((

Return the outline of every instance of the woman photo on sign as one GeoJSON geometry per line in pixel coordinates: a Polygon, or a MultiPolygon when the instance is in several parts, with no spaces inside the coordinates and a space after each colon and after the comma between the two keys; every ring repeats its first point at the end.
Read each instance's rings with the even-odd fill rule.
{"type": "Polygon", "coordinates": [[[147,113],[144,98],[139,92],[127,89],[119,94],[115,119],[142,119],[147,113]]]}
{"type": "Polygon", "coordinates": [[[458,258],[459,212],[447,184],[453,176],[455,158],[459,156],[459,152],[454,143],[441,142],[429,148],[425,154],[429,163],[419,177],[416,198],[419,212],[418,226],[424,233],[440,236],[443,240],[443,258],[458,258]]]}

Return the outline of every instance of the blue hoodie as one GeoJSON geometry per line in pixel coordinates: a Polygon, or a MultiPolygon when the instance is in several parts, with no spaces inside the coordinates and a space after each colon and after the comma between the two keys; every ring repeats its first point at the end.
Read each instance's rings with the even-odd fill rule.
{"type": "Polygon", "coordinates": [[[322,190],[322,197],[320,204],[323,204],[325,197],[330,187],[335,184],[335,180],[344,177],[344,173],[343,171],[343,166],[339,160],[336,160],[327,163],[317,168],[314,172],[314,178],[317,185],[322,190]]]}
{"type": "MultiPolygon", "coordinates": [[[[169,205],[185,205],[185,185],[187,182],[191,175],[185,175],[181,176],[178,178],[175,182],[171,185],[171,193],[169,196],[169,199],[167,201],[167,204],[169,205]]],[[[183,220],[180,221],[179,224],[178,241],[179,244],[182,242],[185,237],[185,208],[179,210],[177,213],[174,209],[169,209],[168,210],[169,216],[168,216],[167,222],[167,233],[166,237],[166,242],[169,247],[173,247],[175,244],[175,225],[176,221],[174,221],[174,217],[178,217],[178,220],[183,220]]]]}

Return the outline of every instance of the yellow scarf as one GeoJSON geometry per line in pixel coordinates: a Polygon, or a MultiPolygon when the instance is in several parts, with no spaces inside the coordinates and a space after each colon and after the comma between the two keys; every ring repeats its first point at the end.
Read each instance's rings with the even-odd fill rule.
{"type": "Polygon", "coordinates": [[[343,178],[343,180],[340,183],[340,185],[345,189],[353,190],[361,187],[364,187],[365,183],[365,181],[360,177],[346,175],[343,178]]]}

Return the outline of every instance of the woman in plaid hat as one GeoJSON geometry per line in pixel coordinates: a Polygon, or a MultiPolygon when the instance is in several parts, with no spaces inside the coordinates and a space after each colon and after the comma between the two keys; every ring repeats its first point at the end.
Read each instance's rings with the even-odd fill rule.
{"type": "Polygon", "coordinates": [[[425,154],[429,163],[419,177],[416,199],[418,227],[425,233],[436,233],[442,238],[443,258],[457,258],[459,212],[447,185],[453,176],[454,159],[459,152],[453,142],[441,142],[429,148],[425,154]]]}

))

### Task objective
Turn the entries into a Markdown table with the columns "Index" and "Content", one row per line and no blank lines. Begin at the line that has "Return the outline of every instance of the woman in" and continue through the last line of the entries.

### Answer to this task
| Index | Content |
|---|---|
| 1 | Return the outline of every instance of the woman in plaid hat as one GeoJSON geometry per line in pixel coordinates: a Polygon, or a MultiPolygon when the instance is in several parts, with no spaces inside the coordinates and a space after each colon and after the comma between the two keys; every ring repeats its first point at the end. |
| 2 | Read each instance's rings with the even-odd fill rule. |
| 3 | {"type": "Polygon", "coordinates": [[[425,154],[429,163],[419,177],[416,199],[418,227],[425,233],[436,233],[442,238],[443,258],[457,258],[459,212],[447,185],[453,176],[454,159],[459,152],[453,142],[441,142],[429,148],[425,154]]]} |